Point labeling records:
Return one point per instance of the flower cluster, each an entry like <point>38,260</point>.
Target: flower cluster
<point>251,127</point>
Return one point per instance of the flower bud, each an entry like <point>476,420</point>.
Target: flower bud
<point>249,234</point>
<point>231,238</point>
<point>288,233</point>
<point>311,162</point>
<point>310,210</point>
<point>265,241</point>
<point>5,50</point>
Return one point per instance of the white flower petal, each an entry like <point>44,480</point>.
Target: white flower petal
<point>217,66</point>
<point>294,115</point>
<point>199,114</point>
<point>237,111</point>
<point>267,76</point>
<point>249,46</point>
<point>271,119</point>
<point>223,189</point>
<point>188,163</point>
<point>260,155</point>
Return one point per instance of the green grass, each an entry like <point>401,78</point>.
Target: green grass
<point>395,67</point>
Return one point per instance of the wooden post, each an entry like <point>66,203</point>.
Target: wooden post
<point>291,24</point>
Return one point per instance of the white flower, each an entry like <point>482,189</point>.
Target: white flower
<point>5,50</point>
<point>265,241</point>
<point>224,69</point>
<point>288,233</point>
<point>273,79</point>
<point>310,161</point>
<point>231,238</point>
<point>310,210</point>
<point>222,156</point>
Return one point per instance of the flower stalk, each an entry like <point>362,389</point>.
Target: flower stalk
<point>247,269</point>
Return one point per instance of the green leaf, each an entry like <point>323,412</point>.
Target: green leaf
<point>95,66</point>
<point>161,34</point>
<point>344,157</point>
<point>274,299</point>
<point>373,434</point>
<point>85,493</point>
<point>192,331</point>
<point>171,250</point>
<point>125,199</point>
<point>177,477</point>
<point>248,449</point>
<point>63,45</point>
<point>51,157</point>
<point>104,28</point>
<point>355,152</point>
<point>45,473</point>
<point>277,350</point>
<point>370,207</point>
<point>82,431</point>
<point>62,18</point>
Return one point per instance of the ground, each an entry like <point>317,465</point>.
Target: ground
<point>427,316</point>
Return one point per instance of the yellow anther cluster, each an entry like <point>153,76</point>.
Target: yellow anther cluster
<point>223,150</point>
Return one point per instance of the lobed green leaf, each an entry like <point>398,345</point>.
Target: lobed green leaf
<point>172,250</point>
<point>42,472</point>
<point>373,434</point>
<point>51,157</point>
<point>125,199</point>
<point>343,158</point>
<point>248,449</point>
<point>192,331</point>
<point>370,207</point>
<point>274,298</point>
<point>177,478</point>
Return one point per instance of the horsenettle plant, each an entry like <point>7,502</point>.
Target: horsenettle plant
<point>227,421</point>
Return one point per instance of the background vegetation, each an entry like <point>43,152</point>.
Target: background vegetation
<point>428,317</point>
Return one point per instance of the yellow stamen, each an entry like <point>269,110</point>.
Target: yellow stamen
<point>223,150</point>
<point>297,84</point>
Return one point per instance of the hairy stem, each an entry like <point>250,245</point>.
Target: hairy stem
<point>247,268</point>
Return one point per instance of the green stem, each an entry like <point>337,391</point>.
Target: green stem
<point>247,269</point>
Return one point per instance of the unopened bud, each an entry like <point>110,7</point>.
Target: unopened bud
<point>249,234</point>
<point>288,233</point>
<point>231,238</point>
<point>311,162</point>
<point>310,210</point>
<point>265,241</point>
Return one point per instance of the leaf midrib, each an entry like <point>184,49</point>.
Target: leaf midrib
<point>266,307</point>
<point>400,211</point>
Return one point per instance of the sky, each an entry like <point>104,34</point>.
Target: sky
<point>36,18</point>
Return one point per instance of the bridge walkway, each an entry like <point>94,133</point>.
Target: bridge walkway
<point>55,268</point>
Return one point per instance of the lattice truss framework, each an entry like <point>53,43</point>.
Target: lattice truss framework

» WRITTEN INSTRUCTION:
Switch every "each an entry like" in the records above to "each formatted as", and write all the lines out again with nothing else altered.

» FULL RESPONSE:
Return one point per instance of the flower cluster, each formatted as <point>38,260</point>.
Target: flower cluster
<point>251,127</point>
Return one point per instance of the flower bud, each formatted as <point>476,420</point>.
Target: flower bud
<point>249,234</point>
<point>231,238</point>
<point>288,233</point>
<point>311,162</point>
<point>310,210</point>
<point>265,241</point>
<point>5,50</point>
Return one point per instance of the white flower petal, each formatted as <point>44,480</point>.
Target: white flower petal
<point>217,66</point>
<point>294,115</point>
<point>199,114</point>
<point>237,111</point>
<point>267,76</point>
<point>249,46</point>
<point>271,119</point>
<point>223,189</point>
<point>188,163</point>
<point>260,155</point>
Return one point per instance of the green grass, each formatted as <point>401,78</point>.
Target: green grass
<point>395,67</point>
Return one point per instance of the wooden post, each formatted as <point>66,203</point>.
Target: wooden post
<point>291,24</point>
Return one point per instance of the white flower, each formatted as <point>482,189</point>.
Target: white flower
<point>5,50</point>
<point>265,241</point>
<point>224,69</point>
<point>288,233</point>
<point>273,79</point>
<point>310,161</point>
<point>231,238</point>
<point>310,210</point>
<point>222,156</point>
Return one point per instance of the flower stalk, each formatted as <point>362,389</point>.
Target: flower stalk
<point>247,269</point>
Return one point per instance of the green leaf, each formatted as <point>323,412</point>.
Target: green leaf
<point>95,66</point>
<point>161,34</point>
<point>344,157</point>
<point>274,299</point>
<point>373,434</point>
<point>85,493</point>
<point>192,331</point>
<point>171,250</point>
<point>125,199</point>
<point>177,477</point>
<point>248,449</point>
<point>63,45</point>
<point>51,157</point>
<point>104,28</point>
<point>355,152</point>
<point>45,473</point>
<point>277,350</point>
<point>370,207</point>
<point>82,431</point>
<point>62,18</point>
Return one point per instance of the ground, each formatted as <point>317,465</point>.
Target: ground
<point>427,316</point>
Return one point per instance of the yellow anther cluster, each formatted as <point>153,76</point>.
Target: yellow anther cluster
<point>223,150</point>
Return one point per instance of the lobed green leaf, each formatted as <point>398,345</point>.
Target: lobed green leaf
<point>172,250</point>
<point>42,472</point>
<point>373,434</point>
<point>51,157</point>
<point>125,199</point>
<point>343,158</point>
<point>248,449</point>
<point>192,331</point>
<point>370,207</point>
<point>274,298</point>
<point>177,478</point>
Return one point per instance of the horsenettle plant, each formatted as <point>7,502</point>.
Target: horsenettle plant
<point>227,421</point>
Return one point per instance of the background vegetation, each formatted as <point>43,152</point>.
Target: background vegetation
<point>428,317</point>
Return one point per instance of the yellow stamen, each formatted as <point>269,110</point>.
Target: yellow stamen
<point>223,150</point>
<point>297,84</point>
Return one point per instance of the hairy stem, each formatted as <point>250,245</point>.
Target: hairy stem
<point>247,268</point>
Return one point per instance of the green stem, each formatted as <point>337,391</point>.
Target: green stem
<point>247,269</point>
Return one point per instance of the unopened bud, each formatted as <point>110,7</point>.
Target: unopened bud
<point>249,234</point>
<point>288,233</point>
<point>231,238</point>
<point>311,162</point>
<point>310,210</point>
<point>265,241</point>
Return one point per instance of the leaf midrib, each formatted as <point>184,49</point>.
Target: leaf midrib
<point>266,307</point>
<point>400,211</point>
Return one point per instance of the sky, each formatted as <point>104,34</point>.
Target: sky
<point>36,18</point>
Return one point per instance of the bridge walkway, each formatted as <point>94,133</point>.
Target: bridge walkway
<point>55,268</point>
Return one point per instance of the lattice truss framework, each formatted as <point>53,43</point>.
Target: lattice truss framework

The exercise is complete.